• **SELECTED PASSAGE**
The new release focuses on compatibility.
– Added support for Greenplum Database 5.0
– Removed support for Greenplum Database 4.2
– Removed support for HAWQ 2.0.0 and earlier
Outsourcer 5.1.5 has the following changes:
– Fixed os.queue column_name being incorrectly set to a value after a refresh job completes. The value should have been left blank.
– Installer script was enhanced to create tables with hash distribution for Greenplum and HAWQ 1.3 and with random distribution for HAWQ 2.0.
5.1.1 enhances Append jobs to use Big Integer in addition to Integer data types. Additionally, you can now use Timestamp data types.
Be sure to always use an ordered sequence in Oracle and an ordered identity in SQL Server when using an Append job. Timestamp is useful when you are using the system timestamp in Oracle or SQL Server to append new data.
5.0.9 adds support for HAWQ 2.0.
I’m looking for feedback on how best to handle table distribution for tables created in HAWQ 2.0. Outsourcer automatically sets distribution keys based on the source primary keys so it always uses hash when there is a PK found. HAWQ 2.0 supports hash and random distribution as before but random distribution allows a cluster to be resized without having to redistribute the data.

• **DATASET**
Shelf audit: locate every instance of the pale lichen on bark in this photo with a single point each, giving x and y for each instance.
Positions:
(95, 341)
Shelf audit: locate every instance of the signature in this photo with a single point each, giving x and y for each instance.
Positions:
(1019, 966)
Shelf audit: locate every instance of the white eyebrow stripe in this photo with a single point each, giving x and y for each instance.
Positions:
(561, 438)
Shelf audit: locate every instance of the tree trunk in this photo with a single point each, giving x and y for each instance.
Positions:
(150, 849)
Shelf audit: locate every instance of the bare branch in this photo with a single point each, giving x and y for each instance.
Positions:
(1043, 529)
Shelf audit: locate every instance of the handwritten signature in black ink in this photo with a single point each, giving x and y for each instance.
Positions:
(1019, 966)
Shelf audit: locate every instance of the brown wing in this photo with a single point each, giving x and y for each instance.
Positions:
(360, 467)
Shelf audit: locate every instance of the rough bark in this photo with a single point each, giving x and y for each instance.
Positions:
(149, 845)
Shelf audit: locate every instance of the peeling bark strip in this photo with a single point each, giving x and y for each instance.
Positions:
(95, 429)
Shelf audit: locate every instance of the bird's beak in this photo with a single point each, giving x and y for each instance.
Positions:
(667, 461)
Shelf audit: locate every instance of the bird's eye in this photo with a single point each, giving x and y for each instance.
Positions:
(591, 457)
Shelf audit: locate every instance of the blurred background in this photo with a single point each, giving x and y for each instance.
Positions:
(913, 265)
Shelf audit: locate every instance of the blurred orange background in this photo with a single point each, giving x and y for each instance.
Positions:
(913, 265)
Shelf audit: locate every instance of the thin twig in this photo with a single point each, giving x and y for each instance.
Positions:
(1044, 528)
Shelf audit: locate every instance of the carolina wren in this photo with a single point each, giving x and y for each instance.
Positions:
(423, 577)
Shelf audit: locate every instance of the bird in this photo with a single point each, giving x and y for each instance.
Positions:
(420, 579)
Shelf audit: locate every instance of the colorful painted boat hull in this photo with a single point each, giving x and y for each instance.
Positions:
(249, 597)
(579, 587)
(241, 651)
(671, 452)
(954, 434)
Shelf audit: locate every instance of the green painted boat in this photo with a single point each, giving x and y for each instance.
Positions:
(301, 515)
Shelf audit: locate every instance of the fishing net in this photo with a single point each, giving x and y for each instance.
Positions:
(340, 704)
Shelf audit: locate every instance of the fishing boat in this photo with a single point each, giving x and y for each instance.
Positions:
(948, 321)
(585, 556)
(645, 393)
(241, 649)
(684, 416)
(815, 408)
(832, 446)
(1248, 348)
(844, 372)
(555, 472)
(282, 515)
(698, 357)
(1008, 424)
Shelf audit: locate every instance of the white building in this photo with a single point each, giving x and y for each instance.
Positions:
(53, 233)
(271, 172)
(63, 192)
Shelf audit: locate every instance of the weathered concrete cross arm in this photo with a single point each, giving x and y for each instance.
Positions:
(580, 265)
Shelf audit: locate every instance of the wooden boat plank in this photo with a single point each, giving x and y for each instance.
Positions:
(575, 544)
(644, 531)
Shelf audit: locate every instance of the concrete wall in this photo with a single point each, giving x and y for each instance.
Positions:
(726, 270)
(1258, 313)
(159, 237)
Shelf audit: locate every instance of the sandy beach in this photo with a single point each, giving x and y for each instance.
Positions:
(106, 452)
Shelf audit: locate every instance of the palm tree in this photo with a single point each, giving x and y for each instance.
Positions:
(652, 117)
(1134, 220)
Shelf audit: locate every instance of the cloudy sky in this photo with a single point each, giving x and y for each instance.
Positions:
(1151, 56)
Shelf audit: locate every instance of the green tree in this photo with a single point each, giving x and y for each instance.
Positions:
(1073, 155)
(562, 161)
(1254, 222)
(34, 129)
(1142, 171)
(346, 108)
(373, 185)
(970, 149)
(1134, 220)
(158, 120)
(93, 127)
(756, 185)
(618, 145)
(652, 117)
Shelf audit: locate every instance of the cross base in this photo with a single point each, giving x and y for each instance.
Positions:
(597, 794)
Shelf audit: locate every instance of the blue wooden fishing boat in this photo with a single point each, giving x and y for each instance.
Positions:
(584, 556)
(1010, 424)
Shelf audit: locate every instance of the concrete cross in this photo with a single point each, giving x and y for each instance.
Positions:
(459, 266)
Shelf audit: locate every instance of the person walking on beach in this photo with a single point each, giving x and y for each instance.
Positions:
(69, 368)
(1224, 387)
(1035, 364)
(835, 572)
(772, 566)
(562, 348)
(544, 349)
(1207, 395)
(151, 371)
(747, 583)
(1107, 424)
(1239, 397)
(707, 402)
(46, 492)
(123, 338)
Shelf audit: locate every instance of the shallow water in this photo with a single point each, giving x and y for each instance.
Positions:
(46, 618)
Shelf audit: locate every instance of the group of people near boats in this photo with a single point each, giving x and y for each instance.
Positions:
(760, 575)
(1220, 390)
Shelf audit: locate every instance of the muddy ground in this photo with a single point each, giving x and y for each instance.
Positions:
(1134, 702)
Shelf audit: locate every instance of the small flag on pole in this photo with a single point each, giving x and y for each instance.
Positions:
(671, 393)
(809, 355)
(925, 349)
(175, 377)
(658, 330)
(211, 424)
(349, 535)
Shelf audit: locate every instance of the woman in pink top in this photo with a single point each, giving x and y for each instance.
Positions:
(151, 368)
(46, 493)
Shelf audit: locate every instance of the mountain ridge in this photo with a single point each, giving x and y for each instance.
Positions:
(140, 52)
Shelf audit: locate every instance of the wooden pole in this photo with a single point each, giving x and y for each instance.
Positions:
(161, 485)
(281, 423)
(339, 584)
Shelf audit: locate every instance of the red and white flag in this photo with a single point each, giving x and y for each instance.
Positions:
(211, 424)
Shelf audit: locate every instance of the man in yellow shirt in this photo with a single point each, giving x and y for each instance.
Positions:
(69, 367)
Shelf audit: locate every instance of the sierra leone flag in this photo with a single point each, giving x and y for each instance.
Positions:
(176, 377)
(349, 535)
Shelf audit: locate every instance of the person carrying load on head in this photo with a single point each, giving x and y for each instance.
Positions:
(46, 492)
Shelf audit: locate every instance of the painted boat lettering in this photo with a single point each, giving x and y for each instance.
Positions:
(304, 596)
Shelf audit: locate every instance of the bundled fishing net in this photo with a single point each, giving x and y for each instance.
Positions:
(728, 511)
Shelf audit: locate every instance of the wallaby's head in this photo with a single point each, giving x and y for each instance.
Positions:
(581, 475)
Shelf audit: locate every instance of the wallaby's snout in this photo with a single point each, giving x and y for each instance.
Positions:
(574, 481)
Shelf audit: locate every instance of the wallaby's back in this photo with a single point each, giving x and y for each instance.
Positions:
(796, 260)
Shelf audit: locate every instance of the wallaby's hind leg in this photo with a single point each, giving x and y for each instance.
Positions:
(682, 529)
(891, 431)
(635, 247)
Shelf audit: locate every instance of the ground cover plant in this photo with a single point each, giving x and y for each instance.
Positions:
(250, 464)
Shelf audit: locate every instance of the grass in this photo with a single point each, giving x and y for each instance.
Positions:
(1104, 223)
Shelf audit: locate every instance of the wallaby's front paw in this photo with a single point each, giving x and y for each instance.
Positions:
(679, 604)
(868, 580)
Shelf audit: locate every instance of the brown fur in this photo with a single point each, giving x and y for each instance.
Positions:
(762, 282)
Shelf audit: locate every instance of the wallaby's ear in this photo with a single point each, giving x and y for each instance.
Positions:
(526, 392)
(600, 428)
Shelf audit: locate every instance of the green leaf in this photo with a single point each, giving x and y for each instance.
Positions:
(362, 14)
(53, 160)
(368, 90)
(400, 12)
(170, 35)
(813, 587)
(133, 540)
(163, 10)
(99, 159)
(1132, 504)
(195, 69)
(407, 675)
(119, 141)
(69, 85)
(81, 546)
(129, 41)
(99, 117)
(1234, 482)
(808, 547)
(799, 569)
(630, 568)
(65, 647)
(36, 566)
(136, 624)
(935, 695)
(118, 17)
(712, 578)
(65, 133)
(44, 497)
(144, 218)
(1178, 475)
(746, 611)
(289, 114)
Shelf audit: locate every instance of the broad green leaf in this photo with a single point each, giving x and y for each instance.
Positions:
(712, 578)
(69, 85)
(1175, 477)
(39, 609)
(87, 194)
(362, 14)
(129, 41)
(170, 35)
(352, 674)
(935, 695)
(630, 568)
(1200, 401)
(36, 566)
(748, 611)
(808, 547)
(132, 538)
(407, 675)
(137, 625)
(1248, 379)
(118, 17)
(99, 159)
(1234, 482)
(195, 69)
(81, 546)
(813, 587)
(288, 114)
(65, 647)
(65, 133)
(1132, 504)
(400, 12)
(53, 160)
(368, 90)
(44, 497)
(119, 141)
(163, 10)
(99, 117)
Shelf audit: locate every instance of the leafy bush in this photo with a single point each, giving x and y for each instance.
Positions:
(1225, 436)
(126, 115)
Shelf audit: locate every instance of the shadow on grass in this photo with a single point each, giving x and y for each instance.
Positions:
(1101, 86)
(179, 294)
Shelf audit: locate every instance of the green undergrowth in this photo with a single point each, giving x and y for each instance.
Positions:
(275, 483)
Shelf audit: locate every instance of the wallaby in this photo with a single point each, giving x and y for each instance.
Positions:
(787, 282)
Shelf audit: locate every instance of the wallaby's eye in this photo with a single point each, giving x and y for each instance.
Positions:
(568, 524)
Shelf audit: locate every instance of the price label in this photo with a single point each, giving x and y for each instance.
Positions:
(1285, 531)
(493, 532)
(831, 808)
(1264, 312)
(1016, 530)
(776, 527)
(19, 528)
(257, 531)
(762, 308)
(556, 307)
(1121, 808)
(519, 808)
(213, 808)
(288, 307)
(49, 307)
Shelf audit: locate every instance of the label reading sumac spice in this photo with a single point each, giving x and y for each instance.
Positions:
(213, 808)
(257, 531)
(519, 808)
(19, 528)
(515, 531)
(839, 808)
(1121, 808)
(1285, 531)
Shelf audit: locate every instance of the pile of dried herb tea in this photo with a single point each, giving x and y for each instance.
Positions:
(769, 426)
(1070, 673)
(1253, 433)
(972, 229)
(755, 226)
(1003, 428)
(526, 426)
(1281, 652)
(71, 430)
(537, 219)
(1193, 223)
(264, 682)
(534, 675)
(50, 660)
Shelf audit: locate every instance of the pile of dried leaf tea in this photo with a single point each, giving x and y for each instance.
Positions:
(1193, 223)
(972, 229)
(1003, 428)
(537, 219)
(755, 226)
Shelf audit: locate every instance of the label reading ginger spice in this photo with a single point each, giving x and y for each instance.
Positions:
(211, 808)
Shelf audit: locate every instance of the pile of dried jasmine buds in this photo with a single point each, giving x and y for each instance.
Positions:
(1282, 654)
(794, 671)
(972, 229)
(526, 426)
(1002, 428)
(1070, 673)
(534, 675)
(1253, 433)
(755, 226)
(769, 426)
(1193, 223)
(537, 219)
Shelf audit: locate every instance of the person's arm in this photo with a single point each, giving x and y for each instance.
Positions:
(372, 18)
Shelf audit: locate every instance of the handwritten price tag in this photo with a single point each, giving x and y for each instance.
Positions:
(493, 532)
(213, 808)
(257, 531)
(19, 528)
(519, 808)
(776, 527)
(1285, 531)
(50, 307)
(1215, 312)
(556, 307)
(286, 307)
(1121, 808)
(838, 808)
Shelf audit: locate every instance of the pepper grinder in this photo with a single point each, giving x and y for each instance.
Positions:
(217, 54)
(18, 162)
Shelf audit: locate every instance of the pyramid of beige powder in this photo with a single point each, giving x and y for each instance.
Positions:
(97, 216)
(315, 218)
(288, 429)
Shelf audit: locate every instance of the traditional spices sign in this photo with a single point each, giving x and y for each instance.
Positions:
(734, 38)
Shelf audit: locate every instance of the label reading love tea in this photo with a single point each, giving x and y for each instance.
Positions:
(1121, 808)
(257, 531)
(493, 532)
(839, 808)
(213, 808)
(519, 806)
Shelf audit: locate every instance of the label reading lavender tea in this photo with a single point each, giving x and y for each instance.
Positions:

• **DIRECTIVE 1**
According to the Outsourcer release notes, which version adds support for HAWQ 2.0?
• **DIRECTIVE 2**
Write out everything in the Outsourcer release notes from "5.0.9 adds support" down to "redistribute the data.".
• **DIRECTIVE 3**
Summarize the Outsourcer release notes in three sentences.

• **PROBLEM SOLUTION 1**
Version 5.0.9.

• **PROBLEM SOLUTION 2**
5.0.9 adds support for HAWQ 2.0.
I’m looking for feedback on how best to handle table distribution for tables created in HAWQ 2.0. Outsourcer automatically sets distribution keys based on the source primary keys so it always uses hash when there is a PK found. HAWQ 2.0 supports hash and random distribution as before but random distribution allows a cluster to be resized without having to redistribute the data.

• **PROBLEM SOLUTION 3**
The new release focuses on compatibility, adding support for Greenplum Database 5.0 and removing support for Greenplum Database 4.2 and for HAWQ 2.0.0 and earlier. Version 5.1.5 fixes os.queue column_name being incorrectly set after a refresh job and has the installer create tables with hash distribution for Greenplum and HAWQ 1.3 and random distribution for HAWQ 2.0. Version 5.1.1 lets Append jobs use Big Integer and Timestamp data types, and version 5.0.9 adds HAWQ 2.0 support, with feedback requested on how to handle table distribution there.